Items listed in a dataset:
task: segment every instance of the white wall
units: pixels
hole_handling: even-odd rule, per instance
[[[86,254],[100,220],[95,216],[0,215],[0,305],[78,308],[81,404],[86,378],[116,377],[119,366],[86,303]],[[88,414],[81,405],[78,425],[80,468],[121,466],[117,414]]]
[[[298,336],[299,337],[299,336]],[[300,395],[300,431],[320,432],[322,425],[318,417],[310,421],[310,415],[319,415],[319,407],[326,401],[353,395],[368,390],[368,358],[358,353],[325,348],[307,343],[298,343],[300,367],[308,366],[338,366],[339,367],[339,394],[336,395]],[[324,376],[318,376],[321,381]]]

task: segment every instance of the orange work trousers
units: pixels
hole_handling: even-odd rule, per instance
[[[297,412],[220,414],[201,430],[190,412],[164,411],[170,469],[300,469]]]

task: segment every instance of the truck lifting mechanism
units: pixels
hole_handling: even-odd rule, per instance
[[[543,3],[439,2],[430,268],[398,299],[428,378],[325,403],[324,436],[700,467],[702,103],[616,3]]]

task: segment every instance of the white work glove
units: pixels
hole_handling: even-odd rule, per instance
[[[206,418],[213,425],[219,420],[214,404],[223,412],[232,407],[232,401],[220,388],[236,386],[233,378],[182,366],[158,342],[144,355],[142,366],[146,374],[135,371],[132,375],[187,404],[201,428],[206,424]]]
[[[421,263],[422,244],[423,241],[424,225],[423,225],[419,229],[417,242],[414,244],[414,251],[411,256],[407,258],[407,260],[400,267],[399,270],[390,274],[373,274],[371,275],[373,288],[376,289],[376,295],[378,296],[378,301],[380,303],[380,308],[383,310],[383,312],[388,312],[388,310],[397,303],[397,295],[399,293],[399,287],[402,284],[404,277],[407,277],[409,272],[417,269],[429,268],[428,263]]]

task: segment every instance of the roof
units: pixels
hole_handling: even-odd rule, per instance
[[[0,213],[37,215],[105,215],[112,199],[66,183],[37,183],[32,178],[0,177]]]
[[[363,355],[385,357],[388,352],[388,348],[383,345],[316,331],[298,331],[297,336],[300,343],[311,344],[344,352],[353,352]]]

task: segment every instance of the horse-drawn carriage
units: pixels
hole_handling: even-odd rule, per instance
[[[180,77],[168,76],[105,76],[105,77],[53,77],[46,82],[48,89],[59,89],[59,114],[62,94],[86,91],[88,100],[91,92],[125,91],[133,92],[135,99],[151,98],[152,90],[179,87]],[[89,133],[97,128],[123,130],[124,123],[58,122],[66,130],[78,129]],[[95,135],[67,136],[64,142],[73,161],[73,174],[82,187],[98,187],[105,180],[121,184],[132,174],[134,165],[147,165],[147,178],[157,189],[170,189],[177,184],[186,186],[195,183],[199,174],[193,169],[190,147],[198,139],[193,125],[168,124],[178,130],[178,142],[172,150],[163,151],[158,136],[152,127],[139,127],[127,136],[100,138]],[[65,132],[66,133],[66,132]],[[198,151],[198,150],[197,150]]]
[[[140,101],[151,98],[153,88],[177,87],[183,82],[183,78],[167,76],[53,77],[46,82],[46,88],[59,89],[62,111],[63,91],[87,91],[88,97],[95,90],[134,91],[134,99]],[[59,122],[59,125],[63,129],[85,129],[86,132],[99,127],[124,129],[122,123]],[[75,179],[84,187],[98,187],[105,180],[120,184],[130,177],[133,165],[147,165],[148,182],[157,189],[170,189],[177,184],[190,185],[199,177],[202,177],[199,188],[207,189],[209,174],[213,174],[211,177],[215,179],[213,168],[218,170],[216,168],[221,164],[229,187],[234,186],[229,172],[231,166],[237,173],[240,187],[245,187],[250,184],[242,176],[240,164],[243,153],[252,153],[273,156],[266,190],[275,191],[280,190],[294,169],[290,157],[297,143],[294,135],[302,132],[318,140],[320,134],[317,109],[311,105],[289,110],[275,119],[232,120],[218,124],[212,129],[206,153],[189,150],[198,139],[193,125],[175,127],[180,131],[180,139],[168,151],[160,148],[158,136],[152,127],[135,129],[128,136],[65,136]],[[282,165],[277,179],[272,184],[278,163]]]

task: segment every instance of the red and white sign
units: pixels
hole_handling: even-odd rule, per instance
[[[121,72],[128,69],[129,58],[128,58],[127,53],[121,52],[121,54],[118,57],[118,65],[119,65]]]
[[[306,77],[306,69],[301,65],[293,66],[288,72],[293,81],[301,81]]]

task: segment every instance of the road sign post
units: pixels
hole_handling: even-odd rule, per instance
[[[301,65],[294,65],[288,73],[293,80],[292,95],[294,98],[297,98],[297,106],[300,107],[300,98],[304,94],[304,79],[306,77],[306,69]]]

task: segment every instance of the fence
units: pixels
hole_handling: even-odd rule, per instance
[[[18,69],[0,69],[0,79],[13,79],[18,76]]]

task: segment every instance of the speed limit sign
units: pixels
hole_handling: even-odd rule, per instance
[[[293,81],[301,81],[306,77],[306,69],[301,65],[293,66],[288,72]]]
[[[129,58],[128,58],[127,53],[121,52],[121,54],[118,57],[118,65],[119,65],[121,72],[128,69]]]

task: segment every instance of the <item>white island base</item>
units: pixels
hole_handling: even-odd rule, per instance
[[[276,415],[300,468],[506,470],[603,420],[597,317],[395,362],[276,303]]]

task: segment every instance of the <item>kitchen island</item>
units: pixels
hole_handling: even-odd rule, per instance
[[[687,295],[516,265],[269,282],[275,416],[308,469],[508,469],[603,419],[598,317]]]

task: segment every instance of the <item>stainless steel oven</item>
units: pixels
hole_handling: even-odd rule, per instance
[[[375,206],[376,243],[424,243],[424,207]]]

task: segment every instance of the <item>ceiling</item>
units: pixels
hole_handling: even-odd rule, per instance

WRITTEN EXERCISE:
Render the listing above as a JSON array of strings, with one string per line and the blank lines omitted.

ANSWER TO THE EXERCISE:
[
  "task: segment every instance of the white wall",
  "units: pixels",
  "hole_handling: even-odd rule, per instance",
  "[[[86,254],[100,220],[95,216],[0,215],[0,305],[78,308],[81,404],[86,378],[116,377],[119,366],[86,303]],[[88,414],[81,405],[78,425],[80,468],[121,466],[117,414]]]",
  "[[[298,336],[299,337],[299,336]],[[300,395],[300,431],[320,432],[322,425],[318,417],[310,421],[310,415],[319,415],[319,407],[326,401],[353,395],[368,390],[368,358],[358,353],[325,348],[307,343],[298,343],[300,367],[308,366],[338,366],[339,367],[339,394],[336,395]],[[324,376],[318,376],[321,381]]]",
  "task: segment every instance of the orange work trousers",
  "units: pixels",
  "hole_handling: even-odd rule, per instance",
  "[[[297,412],[220,414],[201,430],[190,412],[164,411],[170,469],[300,469]]]",
  "task: segment every instance of the truck lifting mechanism",
  "units: pixels",
  "hole_handling: even-odd rule, per instance",
  "[[[543,3],[439,2],[430,268],[398,299],[428,378],[325,403],[324,436],[700,467],[702,103],[616,3]]]",
  "task: segment every instance of the white work glove",
  "units: pixels",
  "hole_handling: even-odd rule, per instance",
  "[[[206,418],[213,425],[219,420],[214,404],[223,412],[232,407],[232,401],[220,388],[236,386],[233,378],[182,366],[158,342],[144,355],[142,366],[146,374],[135,371],[132,375],[187,404],[201,428],[206,424]]]",
  "[[[421,263],[422,244],[423,241],[424,225],[423,225],[419,229],[417,242],[414,244],[414,251],[411,256],[407,258],[407,260],[400,267],[399,270],[390,274],[373,274],[371,275],[373,288],[376,289],[376,295],[378,296],[378,301],[380,303],[380,308],[383,310],[383,312],[388,312],[388,310],[397,303],[397,295],[399,293],[399,287],[402,284],[404,277],[407,277],[409,272],[417,269],[429,268],[428,263]]]",
  "task: segment every instance of the roof",
  "units: pixels",
  "hole_handling: even-odd rule, per instance",
  "[[[0,213],[37,215],[105,215],[112,199],[66,183],[37,183],[32,178],[0,177]]]",
  "[[[363,355],[385,357],[388,352],[388,348],[383,345],[316,331],[298,331],[297,336],[300,343],[311,344],[344,352],[353,352]]]",
  "task: segment every instance of the horse-drawn carriage",
  "units: pixels",
  "hole_handling: even-odd rule, per instance",
  "[[[180,77],[168,76],[105,76],[105,77],[53,77],[46,82],[48,89],[59,89],[59,114],[62,94],[86,91],[88,100],[91,92],[125,91],[133,92],[135,99],[151,98],[152,90],[179,87]],[[89,133],[97,128],[123,130],[124,123],[58,122],[66,130],[78,129]],[[95,135],[67,136],[64,142],[73,161],[73,174],[82,187],[98,187],[105,180],[121,184],[132,174],[134,165],[147,165],[147,178],[157,189],[170,189],[177,184],[186,186],[195,183],[199,174],[193,169],[190,147],[198,139],[193,125],[168,124],[178,130],[178,142],[172,150],[163,151],[158,136],[152,127],[139,127],[127,136],[100,138]],[[65,132],[66,133],[66,132]],[[198,151],[198,150],[197,150]]]",
  "[[[140,101],[151,98],[153,88],[177,87],[183,82],[183,78],[167,76],[53,77],[46,82],[46,88],[59,89],[62,111],[63,91],[87,91],[88,97],[95,90],[134,91],[134,99]],[[59,122],[59,125],[63,129],[85,129],[86,132],[99,127],[124,129],[122,123]],[[75,179],[84,187],[98,187],[105,180],[120,184],[130,177],[133,165],[147,165],[148,182],[157,189],[170,189],[177,184],[190,185],[199,177],[202,177],[199,188],[207,189],[209,174],[213,174],[211,177],[215,179],[213,168],[218,170],[216,168],[221,164],[229,187],[234,186],[229,172],[231,166],[237,173],[240,187],[245,187],[250,184],[242,176],[240,164],[243,153],[252,153],[273,156],[266,190],[275,191],[280,190],[294,169],[290,157],[297,143],[294,135],[302,132],[318,140],[320,134],[317,109],[311,105],[289,110],[275,119],[232,120],[218,124],[212,129],[206,153],[189,150],[198,139],[193,125],[175,127],[180,131],[180,139],[168,151],[160,148],[158,136],[152,127],[135,129],[128,136],[65,136]],[[282,165],[277,179],[272,184],[278,163]]]",
  "task: segment every instance of the red and white sign",
  "units: pixels",
  "hole_handling: even-odd rule, per instance",
  "[[[121,72],[128,69],[129,58],[128,58],[127,53],[121,52],[121,54],[118,57],[118,65],[119,65]]]",
  "[[[306,77],[306,69],[301,65],[293,66],[288,72],[293,81],[301,81]]]",
  "task: segment every instance of the road sign post",
  "units: pixels",
  "hole_handling: even-odd rule, per instance",
  "[[[301,65],[294,65],[288,73],[293,80],[292,95],[294,98],[297,98],[297,106],[300,107],[300,98],[304,94],[304,79],[306,77],[306,69]]]",
  "task: segment every instance of the fence",
  "units: pixels",
  "hole_handling: even-odd rule, per instance",
  "[[[18,69],[0,69],[0,79],[13,79],[18,76]]]",
  "task: segment every instance of the speed limit sign",
  "units: pixels",
  "hole_handling: even-odd rule, per instance",
  "[[[293,81],[301,81],[306,77],[306,69],[301,65],[293,66],[288,72]]]",
  "[[[129,58],[128,58],[127,53],[121,52],[121,54],[118,57],[118,65],[119,65],[121,72],[128,69]]]",
  "task: segment every instance of the <item>white island base</item>",
  "units: pixels",
  "hole_handling: even-odd rule, per instance",
  "[[[276,415],[300,468],[506,470],[603,420],[597,317],[395,362],[276,303]]]",
  "task: segment every instance of the <item>kitchen island</item>",
  "units: pixels",
  "hole_handling: even-odd rule, per instance",
  "[[[687,295],[516,265],[269,282],[275,416],[308,469],[508,469],[603,419],[598,317]]]",
  "task: segment every instance of the <item>stainless steel oven</item>",
  "units: pixels",
  "hole_handling: even-odd rule, per instance",
  "[[[375,206],[376,243],[424,243],[424,207]]]",
  "task: segment every instance of the <item>ceiling</item>",
  "units: pixels",
  "hole_handling: even-odd rule, per instance"
]